**ACTIVITÉ 1**
D'après l'article sur l'IVG dans la Constitution, quelle assemblée a rejeté en octobre la proposition de loi de Mélanie Vogel ?
**ACTIVITÉ 2**
Poursuivez, s'il vous plaît, l'article sur l'IVG dans la Constitution à partir de l'endroit où il s'arrête.

**TEXTE ÉTUDIÉ**
“La constitutionnalisation de l’IVG entraînerait des conséquences désastreuses”

Publié le 10 Nov, 2022

Plusieurs propositions de loi visent à insérer un “droit à l’avortement” dans la Constitution française (cf. Inscrire l’avortement dans la Constitution ? Les propositions se multiplient). L’une a été rejetée par le Sénat le mois dernier (cf. Les Sénateurs rejettent la constitutionnalisation de l’avortement), une deuxième a été débattue le 9 novembre en commission des lois à l’Assemblée nationale (cf. IVG dans la Constitution : L’Assemblée nationale adopte le texte en commission). Nicolas Bauer, chercheur associé au European Centre for Law and Justice (ECLJ), revient en trois questions sur ces tentatives de constitutionnaliser l’avortement.

 

La gauche réussira-t-elle à insérer l’IVG dans la Constitution ?

Le Sénat a rejeté en octobre la proposition de loi de Mélanie Vogel. Il est majoritairement de droite, et les sénateurs Les Républicains (LR) ont massivement voté contre ce texte. A l’Assemblée nationale, en revanche, le rapport de force est différent. Les groupes Renaissance et Nupes disposent ensemble de la majorité absolue. Les parlementaires LR sont beaucoup moins nombreux. Quant au Rassemblement national (RN), le “clan Hénin-Beaumont” a jeté en pâture quelques “cathos tradis”, puis le groupe a fini par interdire à ses députés de déposer des amendements.

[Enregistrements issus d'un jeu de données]
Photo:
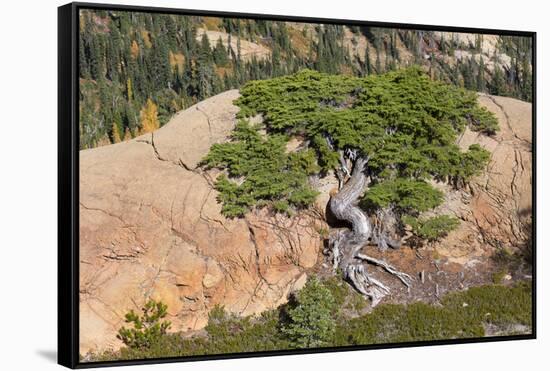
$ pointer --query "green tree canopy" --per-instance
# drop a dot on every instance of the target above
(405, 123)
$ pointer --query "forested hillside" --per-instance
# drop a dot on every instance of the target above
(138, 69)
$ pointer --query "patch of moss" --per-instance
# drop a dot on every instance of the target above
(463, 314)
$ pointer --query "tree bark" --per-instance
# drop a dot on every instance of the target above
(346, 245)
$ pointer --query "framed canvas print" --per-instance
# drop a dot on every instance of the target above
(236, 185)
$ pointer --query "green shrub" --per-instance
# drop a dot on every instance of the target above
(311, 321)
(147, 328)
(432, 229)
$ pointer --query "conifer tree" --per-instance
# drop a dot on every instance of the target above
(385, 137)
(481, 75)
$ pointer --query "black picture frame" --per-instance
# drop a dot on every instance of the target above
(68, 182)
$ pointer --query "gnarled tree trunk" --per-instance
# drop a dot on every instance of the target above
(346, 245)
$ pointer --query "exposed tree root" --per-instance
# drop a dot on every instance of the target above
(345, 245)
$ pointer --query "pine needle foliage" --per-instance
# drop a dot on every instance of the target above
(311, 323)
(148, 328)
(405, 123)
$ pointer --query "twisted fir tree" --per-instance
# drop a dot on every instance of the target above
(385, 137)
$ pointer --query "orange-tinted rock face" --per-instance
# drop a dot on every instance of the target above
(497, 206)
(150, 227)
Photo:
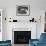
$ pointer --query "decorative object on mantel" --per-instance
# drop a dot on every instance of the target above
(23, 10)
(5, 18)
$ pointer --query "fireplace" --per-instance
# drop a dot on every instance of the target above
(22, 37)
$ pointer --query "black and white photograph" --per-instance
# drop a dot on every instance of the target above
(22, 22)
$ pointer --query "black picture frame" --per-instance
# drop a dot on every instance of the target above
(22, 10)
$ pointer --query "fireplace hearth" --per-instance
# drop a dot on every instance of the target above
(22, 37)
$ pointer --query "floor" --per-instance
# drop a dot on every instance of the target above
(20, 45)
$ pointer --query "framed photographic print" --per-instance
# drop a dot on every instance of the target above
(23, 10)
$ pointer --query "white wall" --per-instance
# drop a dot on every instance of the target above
---
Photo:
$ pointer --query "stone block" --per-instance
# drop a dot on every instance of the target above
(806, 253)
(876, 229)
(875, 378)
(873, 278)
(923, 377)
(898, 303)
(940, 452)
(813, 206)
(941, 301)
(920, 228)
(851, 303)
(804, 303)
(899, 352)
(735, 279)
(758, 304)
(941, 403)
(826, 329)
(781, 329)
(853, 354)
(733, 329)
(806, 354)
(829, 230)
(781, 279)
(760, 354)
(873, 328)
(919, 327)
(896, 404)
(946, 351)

**ZONE DE RÉPONSE 1**
Le Sénat.

**ZONE DE RÉPONSE 2**
A l’Assemblée nationale, deux propositions de loi constitutionnelle ont été déposées. Concernant la première, c’est Aurore Bergé, présidente du groupe Renaissance, qui en a été nommée rapporteur. Pour cette cause, elle a déjà montré son acharnement dans l’Hémicycle, jusqu’à témoigner personnellement sur l’IVG. Elle s’est dite prête à revenir défendre son texte moins d’un mois après avoir donné naissance à une petite fille. La deuxième proposition de loi sera portée par Mathilde Panot, présidente du groupe La France insoumise-Nupes. Cette députée ne milite pas uniquement pour la constitutionnalisation de l’IVG mais aussi pour la suppression de la clause de conscience spécifique à l’avortement.

S’il est probable que l’Assemblée nationale adopte l’une de ces deux propositions de loi, cela ne suffira pas pour inscrire l’IVG dans la Constitution. Le texte devrait en effet être voté dans les mêmes termes par le Sénat, puis être approuvé par référendum (cf. Constitutionnalisation de l’avortement : « On ne joue pas avec la norme constitutionnelle » [Interview]). Du fait de l’opposition de la majorité des sénateurs en octobre, la Nupes et Renaissance ne devraient pas parvenir à ce résultat. Ils savent aussi qu’un référendum est risqué. Le seul référendum au monde incluant la constitutionnalisation de l’IVG a été rejeté en septembre au Chili, par 62 % de la population, malgré les sondages précédents très favorables (cf. Chili : Vers l’inscription de l’avortement dans la Constitution ?). Gabriel Boric, président chilien adulé par la Nupes, ne s’attendait pas à un tel échec.

La consécration d’un “droit à l’IVG” n’est-elle pas uniquement symbolique ?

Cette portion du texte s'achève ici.